» **TASK REQUIREMENTS**:
1. According to the passage about superutilizer patients, when was LG Health's Superutilizer Project launched?
2. Extend the passage about superutilizer patients and their health care costs past its final sentence.

» **PROVIDED PASSAGE**:

These patients tend to hopscotch between hospitals and emergency rooms when they feel ill, leading to uncoordinated care and poor outcomes that lead to the next hospital or emergency room visit -- a costly and unhealthy cycle.
They are known as "superutilizers," because they account for 5-10 percent of patients but consume about 50 percent of U.S. health care costs.
Dr. Jeffrey Brenner, a family physician, recognized the problem in Camden, N.J., where one percent of patients was responsible for 30 percent of medical costs.
Brenner founded Camden Coalition of Healthcare Providers, an effort aimed at focusing on primary care, with a nurse practitioner and a social worker making home visits and helping these patients with matters such as paperwork, filling prescriptions and addressing health complaints as they arise.
The result: Brenner's first 36 patients saw a 40 percent drop in average monthly visits to hospitals and emergency rooms, and a 56 percent reduction in their average hospital bills.
Here in Lancaster County, a similar approach is being taken by LG Health to address the superutilizer population.
The health system's Superutilizer Project is assigning a psychologist, social worker, pharmacist, lawyer and case manager to work with such patients.
The project, launched in September 2011 at a cost of $71,000 for about 30 patients, has cut health care visits by 13 percent and emergency room visits by a third.
While costs rose 47 percent for those patients during the project's first year, the newness and small size of the project means a single hospitalization could throw the numbers off significantly, according to project director Dr. Jeffrey R. Martin, associate director of Family and Community Medicine at LG Health.

» **DATA EXTRACTS**:
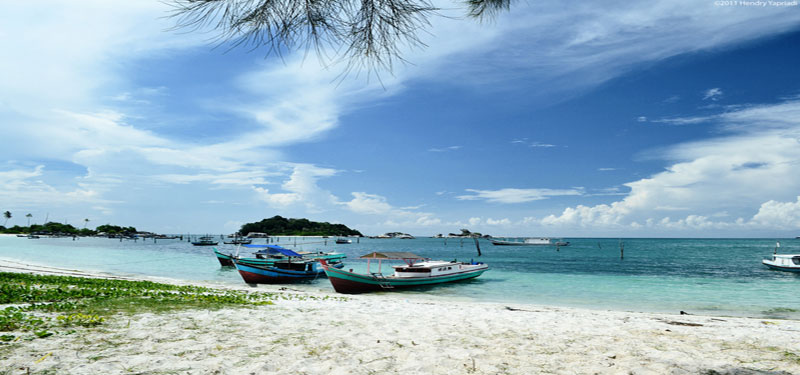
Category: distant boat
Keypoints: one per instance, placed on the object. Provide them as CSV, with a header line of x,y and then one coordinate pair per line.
x,y
542,241
205,241
239,241
416,272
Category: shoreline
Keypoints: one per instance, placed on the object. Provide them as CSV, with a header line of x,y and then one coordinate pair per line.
x,y
386,334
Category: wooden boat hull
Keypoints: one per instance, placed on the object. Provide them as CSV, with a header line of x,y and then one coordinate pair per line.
x,y
780,268
353,283
254,274
226,260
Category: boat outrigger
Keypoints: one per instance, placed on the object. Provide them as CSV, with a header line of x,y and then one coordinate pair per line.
x,y
417,271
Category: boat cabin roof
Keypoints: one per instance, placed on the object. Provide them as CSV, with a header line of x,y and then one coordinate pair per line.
x,y
391,255
274,249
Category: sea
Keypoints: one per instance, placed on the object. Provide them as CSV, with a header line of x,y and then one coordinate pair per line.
x,y
719,277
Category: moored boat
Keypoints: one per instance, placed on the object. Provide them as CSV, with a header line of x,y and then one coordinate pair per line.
x,y
416,272
284,266
205,241
268,254
225,260
783,262
238,241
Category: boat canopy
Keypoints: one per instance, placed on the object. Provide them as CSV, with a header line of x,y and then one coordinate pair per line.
x,y
274,249
391,255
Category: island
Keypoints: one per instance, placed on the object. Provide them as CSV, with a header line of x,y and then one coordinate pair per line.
x,y
280,226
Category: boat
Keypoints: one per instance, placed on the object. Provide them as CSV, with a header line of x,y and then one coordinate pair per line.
x,y
416,272
225,260
289,266
541,241
205,241
239,241
782,262
268,254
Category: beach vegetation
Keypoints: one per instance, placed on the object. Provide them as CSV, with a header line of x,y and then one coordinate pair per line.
x,y
42,305
280,226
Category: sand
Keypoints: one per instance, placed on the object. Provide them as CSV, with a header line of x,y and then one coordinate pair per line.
x,y
385,334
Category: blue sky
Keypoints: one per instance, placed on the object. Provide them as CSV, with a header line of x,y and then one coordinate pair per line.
x,y
658,118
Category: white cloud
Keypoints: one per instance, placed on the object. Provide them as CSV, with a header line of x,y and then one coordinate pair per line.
x,y
512,195
301,189
450,148
740,173
785,215
712,94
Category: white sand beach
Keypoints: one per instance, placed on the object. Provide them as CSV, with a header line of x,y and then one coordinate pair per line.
x,y
383,334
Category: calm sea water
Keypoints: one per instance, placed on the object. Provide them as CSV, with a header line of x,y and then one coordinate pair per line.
x,y
699,276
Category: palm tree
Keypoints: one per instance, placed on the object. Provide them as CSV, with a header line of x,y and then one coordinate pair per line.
x,y
369,33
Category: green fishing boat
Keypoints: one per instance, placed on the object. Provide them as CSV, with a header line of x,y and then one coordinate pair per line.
x,y
416,272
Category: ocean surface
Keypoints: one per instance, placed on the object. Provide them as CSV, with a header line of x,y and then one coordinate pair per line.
x,y
700,276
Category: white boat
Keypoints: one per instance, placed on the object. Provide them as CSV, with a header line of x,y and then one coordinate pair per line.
x,y
783,262
417,272
541,241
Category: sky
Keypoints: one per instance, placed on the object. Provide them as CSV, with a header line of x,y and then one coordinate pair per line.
x,y
576,119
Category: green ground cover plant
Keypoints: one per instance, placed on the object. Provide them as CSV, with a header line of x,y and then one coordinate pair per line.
x,y
37,306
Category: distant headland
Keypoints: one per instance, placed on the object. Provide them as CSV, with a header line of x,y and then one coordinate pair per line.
x,y
280,226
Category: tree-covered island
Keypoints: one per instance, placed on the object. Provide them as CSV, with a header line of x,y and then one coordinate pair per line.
x,y
280,226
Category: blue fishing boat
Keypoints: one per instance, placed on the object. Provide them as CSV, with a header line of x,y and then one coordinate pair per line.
x,y
268,254
284,266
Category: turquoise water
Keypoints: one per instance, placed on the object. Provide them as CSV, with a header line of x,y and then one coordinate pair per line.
x,y
699,276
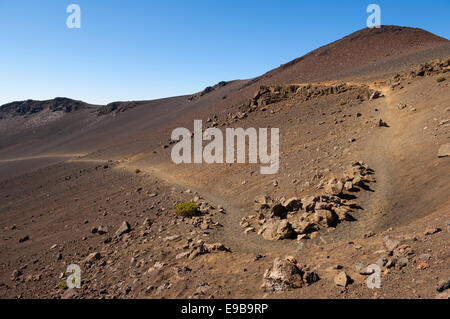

» **ANSWERS IN ORDER**:
1. In September 2011.

2.
Martin sums up the data-driven approach in very human terms. The project's team, he said, is "worrying with people. They're walking with them through every aspect. They're going to their homes and seeing where they live."
And that's one of the keys to the program's success: targeting people's needs, and that means making sure the care fits the whole person. (In Camden, for example, some patients are encouraged to enroll in Alcoholics Anonymous or attend church services.)
The logic of the approach squares with federal statistics: People with chronic conditions, such as diabetes and heart disease, account for more than 75 percent of the more than $2 trillion spent on annual U.S. medical care costs, according to the Centers for Disease Control and Prevention.
In an age of rising health costs, delivering less expensive care that serves patients better is just what the doctor ordered.
LG Health's project assigns a psychologist, social worker, pharmacist, lawyer and case manager to work with superutilizer patients.